> WORK INSTRUCTIONS:
The response must consist of the records below, copied exactly.

* * *

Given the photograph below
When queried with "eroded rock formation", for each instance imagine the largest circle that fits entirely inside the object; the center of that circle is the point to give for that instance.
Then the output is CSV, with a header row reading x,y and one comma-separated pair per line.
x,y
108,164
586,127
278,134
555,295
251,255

* * *

> COMPLETED TASK:
Given the photograph below
When queried with "eroded rock formation", for each instance imagine the largest circle that fits entirely inside the object; the center of that circle is the point to give for that instance.
Then the output is CSV, with a header row reading x,y and one comma-separated pair per line.
x,y
108,164
586,127
278,134
555,295
251,255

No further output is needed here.